* [Activity]
Write out the whole listing exactly as it stands.

======

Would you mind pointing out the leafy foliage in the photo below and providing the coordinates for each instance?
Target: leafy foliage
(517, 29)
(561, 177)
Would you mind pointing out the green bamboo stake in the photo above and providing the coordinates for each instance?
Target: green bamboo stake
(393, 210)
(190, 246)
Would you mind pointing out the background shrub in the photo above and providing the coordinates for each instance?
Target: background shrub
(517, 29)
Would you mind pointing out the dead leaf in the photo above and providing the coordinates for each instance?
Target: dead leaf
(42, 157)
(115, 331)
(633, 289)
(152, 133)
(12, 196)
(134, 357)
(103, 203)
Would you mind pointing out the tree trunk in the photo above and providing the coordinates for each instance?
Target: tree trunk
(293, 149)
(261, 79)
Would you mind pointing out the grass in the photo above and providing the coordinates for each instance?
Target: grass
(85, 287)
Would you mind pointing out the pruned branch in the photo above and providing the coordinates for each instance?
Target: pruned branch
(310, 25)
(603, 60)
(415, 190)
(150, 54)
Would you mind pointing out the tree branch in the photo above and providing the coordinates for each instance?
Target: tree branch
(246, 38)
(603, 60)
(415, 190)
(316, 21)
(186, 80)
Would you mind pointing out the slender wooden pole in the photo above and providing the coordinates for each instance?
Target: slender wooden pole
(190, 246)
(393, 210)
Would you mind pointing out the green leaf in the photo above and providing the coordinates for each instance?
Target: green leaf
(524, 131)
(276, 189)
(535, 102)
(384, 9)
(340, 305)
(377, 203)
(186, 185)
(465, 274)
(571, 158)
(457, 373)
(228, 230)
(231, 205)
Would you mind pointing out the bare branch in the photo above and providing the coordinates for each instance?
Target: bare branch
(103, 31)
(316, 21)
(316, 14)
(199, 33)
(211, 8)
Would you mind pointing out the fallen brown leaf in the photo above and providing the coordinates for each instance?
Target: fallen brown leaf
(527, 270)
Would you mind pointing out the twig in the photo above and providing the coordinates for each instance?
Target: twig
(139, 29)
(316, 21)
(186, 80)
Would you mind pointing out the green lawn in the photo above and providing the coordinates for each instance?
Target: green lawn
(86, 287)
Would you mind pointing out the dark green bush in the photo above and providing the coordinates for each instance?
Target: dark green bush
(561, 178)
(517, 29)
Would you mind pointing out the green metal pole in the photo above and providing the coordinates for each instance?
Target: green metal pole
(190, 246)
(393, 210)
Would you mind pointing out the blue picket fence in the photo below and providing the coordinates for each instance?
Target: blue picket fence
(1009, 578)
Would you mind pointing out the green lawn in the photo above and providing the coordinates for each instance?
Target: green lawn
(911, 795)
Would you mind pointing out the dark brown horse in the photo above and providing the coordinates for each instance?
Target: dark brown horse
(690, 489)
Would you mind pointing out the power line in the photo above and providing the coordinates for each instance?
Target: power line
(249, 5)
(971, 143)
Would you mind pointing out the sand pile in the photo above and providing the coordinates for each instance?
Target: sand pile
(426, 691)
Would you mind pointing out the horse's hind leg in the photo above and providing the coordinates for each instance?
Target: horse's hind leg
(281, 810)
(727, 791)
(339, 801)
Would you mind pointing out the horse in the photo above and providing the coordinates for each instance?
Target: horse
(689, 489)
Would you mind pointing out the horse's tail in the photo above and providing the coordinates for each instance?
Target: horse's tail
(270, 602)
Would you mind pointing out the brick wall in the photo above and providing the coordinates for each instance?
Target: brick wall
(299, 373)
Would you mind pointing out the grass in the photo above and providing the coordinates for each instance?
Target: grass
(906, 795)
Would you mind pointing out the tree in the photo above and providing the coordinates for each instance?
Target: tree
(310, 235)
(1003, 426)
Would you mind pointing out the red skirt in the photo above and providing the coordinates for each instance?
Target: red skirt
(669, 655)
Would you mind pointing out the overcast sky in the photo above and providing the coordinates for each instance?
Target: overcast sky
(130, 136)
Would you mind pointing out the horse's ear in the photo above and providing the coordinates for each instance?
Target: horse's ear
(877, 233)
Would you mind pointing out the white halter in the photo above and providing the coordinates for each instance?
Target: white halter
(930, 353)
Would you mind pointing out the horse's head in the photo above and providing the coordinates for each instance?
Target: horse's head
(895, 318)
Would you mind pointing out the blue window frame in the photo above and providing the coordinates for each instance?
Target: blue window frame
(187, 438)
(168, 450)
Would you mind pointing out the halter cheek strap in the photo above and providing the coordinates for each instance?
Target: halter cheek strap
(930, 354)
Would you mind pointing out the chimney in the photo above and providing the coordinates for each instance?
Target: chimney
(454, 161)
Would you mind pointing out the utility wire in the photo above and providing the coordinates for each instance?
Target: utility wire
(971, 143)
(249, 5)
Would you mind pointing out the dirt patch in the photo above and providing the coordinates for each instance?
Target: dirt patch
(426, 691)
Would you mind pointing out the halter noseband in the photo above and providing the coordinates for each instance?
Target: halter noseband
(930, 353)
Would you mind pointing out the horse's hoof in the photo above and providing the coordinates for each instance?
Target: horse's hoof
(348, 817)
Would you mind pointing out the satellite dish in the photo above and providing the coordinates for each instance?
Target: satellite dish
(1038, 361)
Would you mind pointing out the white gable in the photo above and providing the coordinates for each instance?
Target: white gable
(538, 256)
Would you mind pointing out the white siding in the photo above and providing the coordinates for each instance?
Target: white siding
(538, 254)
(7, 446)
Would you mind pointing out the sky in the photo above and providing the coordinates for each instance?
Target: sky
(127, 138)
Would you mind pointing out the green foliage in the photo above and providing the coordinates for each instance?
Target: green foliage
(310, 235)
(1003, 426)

======

* [Solution to the problem]
Would you mind pointing out the leafy foliage in the photo below and providing the coordinates for each instance?
Target: leafy foliage
(517, 29)
(561, 177)
Would you mind pointing out the green bamboo stake in the photo above and providing the coordinates for each instance?
Target: green bamboo stake
(393, 210)
(190, 246)
Would you mind pointing out the background shrub in the photo above and providing the coordinates for each instance?
Target: background shrub
(517, 29)
Would you mind pointing out the dead leaf in the photo above and providing the coordinates for each instance?
Target: dead leaf
(42, 157)
(115, 331)
(633, 289)
(152, 133)
(12, 196)
(134, 357)
(103, 203)
Would you mind pointing out the tree trunk in the photo above and providing the coordinates for each instance?
Target: tree trunk
(293, 149)
(261, 79)
Would you mind pointing out the grass in the photo above and providing the coordinates for each instance?
Target: grass
(85, 287)
Would you mind pointing out the pruned branch in the photo above and providing the coordinates for each instance?
Target: pruned branch
(310, 25)
(603, 60)
(415, 190)
(150, 54)
Would you mind pointing out the tree branch in the photo above and providing the coordinates for each instance?
Target: tree branch
(246, 38)
(603, 60)
(415, 190)
(316, 21)
(186, 80)
Would you mind pointing out the slender wooden pole in the photo above and providing the coordinates for each instance?
Target: slender wooden pole
(190, 246)
(393, 210)
Would you mind pointing out the green leaf in the photo above and providing the coordinates for each instance?
Target: green leaf
(524, 131)
(276, 189)
(535, 102)
(384, 9)
(340, 305)
(377, 203)
(186, 185)
(465, 274)
(571, 158)
(457, 373)
(228, 230)
(231, 205)
Would you mind pointing out the bare branch in the photo above and providing the coordinates for each instance?
Target: bare branch
(103, 31)
(316, 21)
(316, 14)
(199, 33)
(211, 8)
Would you mind pointing out the fallen brown leaf in the photo above and providing the coordinates for each instance?
Target: fallen brown leaf
(527, 270)
Would you mind pointing out the twig in the photo above and providing the coordinates for each instance?
Target: twig
(139, 29)
(316, 21)
(186, 80)
Would you mind pointing out the green lawn in the photo above and providing the coordinates for each instance?
Target: green lawn
(86, 287)
Would you mind pointing out the dark green bush in the photo above and providing the coordinates for each instance?
Target: dark green bush
(561, 178)
(517, 29)
Would you mind pointing out the green metal pole in the photo above and providing the coordinates for each instance?
Target: green metal pole
(190, 246)
(393, 210)
Would you mind pointing out the blue picket fence in the photo below and providing the coordinates for each instance?
Target: blue picket fence
(1009, 578)
Would you mind pointing out the green lawn in the photo above and providing the coordinates for each instance?
Target: green lawn
(911, 795)
Would you mind pointing out the dark brown horse in the photo above and providing the coordinates for each instance?
Target: dark brown horse
(690, 489)
Would you mind pointing out the power line in the photo above and providing the coordinates for each instance?
Target: power line
(249, 5)
(971, 143)
Would you mind pointing out the sand pile in the photo above and providing the coordinates for each instance?
Target: sand pile
(426, 691)
Would you mind pointing out the horse's hind leg in the photo above and providing the coordinates for each instance?
Target: horse's hind leg
(281, 810)
(727, 791)
(339, 801)
Would you mind pointing out the horse in the photo above and providing the coordinates for each instance?
Target: horse
(689, 489)
Would you mind pointing out the horse's tail in the photo above and providing the coordinates for each instance?
Target: horse's tail
(270, 602)
Would you mind pointing out the brick wall in the photo above and providing the coordinates for each instance?
Target: brick wall
(299, 373)
Would you mind pointing out the grass in the photo above and providing the coordinates for each instance?
Target: grass
(906, 795)
Would you mind pointing out the tree in the photo above and providing the coordinates for each instance?
Target: tree
(310, 235)
(1003, 426)
Would you mind pointing out the red skirt in the photo above and providing the coordinates for each instance?
Target: red skirt
(669, 655)
Would you mind pointing out the overcast sky in the photo above and providing the coordinates for each instance?
Target: overcast sky
(130, 136)
Would you mind pointing out the horse's ear in the photo above and providing the coordinates for each instance?
Target: horse's ear
(877, 233)
Would you mind pointing out the white halter in the photo above and providing the coordinates for each instance?
Target: white halter
(930, 353)
Would you mind pointing out the horse's head in the photo above and providing the coordinates for each instance?
Target: horse's head
(895, 318)
Would you mind pointing out the blue window frame in the photo above and providing the coordinates for each instance?
Target: blue window frame
(187, 438)
(168, 450)
Would you mind pointing out the halter cheek strap in the photo above and providing the coordinates for each instance?
Target: halter cheek strap
(930, 354)
Would you mind pointing out the chimney in the photo above and providing the coordinates for each instance?
Target: chimney
(454, 161)
Would you mind pointing out the utility wire in the photo above and providing the coordinates for each instance?
Target: utility wire
(971, 143)
(249, 5)
Would you mind pointing out the dirt patch in the photo above and providing the coordinates for each instance?
Target: dirt patch
(426, 691)
Would you mind pointing out the halter noseband in the photo above and providing the coordinates for each instance?
Target: halter noseband
(930, 353)
Would you mind pointing out the horse's hoof in the photo above and providing the coordinates for each instance?
Target: horse's hoof
(348, 817)
Would you mind pointing out the satellite dish in the photo above and providing the coordinates for each instance?
Target: satellite dish
(1038, 361)
Would you mind pointing out the white gable in the photo above and providing the coordinates for each instance?
Target: white gable
(538, 256)
Would you mind pointing out the white siding in the photo above and providing the coordinates for each instance?
Target: white siding
(538, 254)
(7, 446)
Would you mind pointing out the sky in the photo above and providing the coordinates for each instance?
Target: sky
(127, 138)
Would you mind pointing out the green foliage in the photo above and providing the coordinates for each instance?
Target: green foliage
(310, 235)
(1003, 426)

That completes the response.